EXCERPTED TEXT:
>> begin

Hey! I see the breakdown of it, but can you explain conceptually a bit more? I just thought that if you are given a mechanism, then it must me the slow step that is used to formulate the rate law? IDK if you wanted chad's videos, but he just showed the rate law being made by the slow step. Thank you so much!

 

[dl2501]

My favorite! Took a whole pchem class lol. Okay so:
Fast rxn:
forward rate = kf[NO]2 (since there are two NOs)
reverse rate= kr[N2O2]
Slow rxn:
rate = ks[N2O2][Cl2]
The rate law would equal the slow rxn's rate law. But see, N2O2 is an intermediate. Therefore, it cannot be a part of the rate law. So, we have to use what we're given from the fast rxn.
The rate laws from the fast rxn must equal each other, they're from the same reaction. So, kf[NO]2 = kr[N2O2]. Now let's solve for [N2O2] from this reaction ---> you get: [N2O2] = (kf/kr)[NO]2.
Now plug this into the slow rxn ---> rate = ((kf*ks)/kr) [NO]2[Cl2]
All the k's can be combined ----> rate = k[NO2][Cl2]

Hope this helps!

>> end

DATA EXTRACT:
>> begin

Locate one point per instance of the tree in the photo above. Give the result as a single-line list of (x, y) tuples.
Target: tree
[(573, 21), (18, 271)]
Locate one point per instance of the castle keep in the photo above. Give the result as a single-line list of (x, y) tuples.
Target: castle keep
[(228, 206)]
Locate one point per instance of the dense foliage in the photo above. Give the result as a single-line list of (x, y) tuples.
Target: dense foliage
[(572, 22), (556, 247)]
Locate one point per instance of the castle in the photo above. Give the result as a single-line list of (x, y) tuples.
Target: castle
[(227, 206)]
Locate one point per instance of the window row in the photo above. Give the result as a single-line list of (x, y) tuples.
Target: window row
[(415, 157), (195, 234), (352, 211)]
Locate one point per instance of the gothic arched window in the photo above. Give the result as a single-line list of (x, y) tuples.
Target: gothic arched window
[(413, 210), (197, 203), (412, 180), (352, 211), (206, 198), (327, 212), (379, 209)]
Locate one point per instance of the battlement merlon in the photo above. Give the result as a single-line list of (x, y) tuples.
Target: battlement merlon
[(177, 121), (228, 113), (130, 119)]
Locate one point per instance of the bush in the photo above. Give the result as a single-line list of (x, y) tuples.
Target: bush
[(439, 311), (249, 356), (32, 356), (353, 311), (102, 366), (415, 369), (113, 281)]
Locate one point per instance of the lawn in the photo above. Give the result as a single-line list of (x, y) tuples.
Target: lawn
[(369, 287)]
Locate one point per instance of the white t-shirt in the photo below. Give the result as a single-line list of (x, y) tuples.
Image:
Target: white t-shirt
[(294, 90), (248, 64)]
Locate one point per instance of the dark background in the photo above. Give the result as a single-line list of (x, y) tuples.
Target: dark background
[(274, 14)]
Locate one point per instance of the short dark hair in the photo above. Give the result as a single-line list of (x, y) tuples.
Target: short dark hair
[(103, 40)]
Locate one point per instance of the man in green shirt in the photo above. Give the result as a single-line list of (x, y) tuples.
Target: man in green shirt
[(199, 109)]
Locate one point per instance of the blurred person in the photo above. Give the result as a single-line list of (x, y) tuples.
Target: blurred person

>> end

STATED GOAL: Reproduce the rate-law thread word for word from "My favorite! Took" to "Hope this helps!". Work only from the rate-law thread, not the data.

WRITTEN ANSWER:
My favorite! Took a whole pchem class lol. Okay so:
Fast rxn:
forward rate = kf[NO]2 (since there are two NOs)
reverse rate= kr[N2O2]
Slow rxn:
rate = ks[N2O2][Cl2]
The rate law would equal the slow rxn's rate law. But see, N2O2 is an intermediate. Therefore, it cannot be a part of the rate law. So, we have to use what we're given from the fast rxn.
The rate laws from the fast rxn must equal each other, they're from the same reaction. So, kf[NO]2 = kr[N2O2]. Now let's solve for [N2O2] from this reaction ---> you get: [N2O2] = (kf/kr)[NO]2.
Now plug this into the slow rxn ---> rate = ((kf*ks)/kr) [NO]2[Cl2]
All the k's can be combined ----> rate = k[NO2][Cl2]

Hope this helps!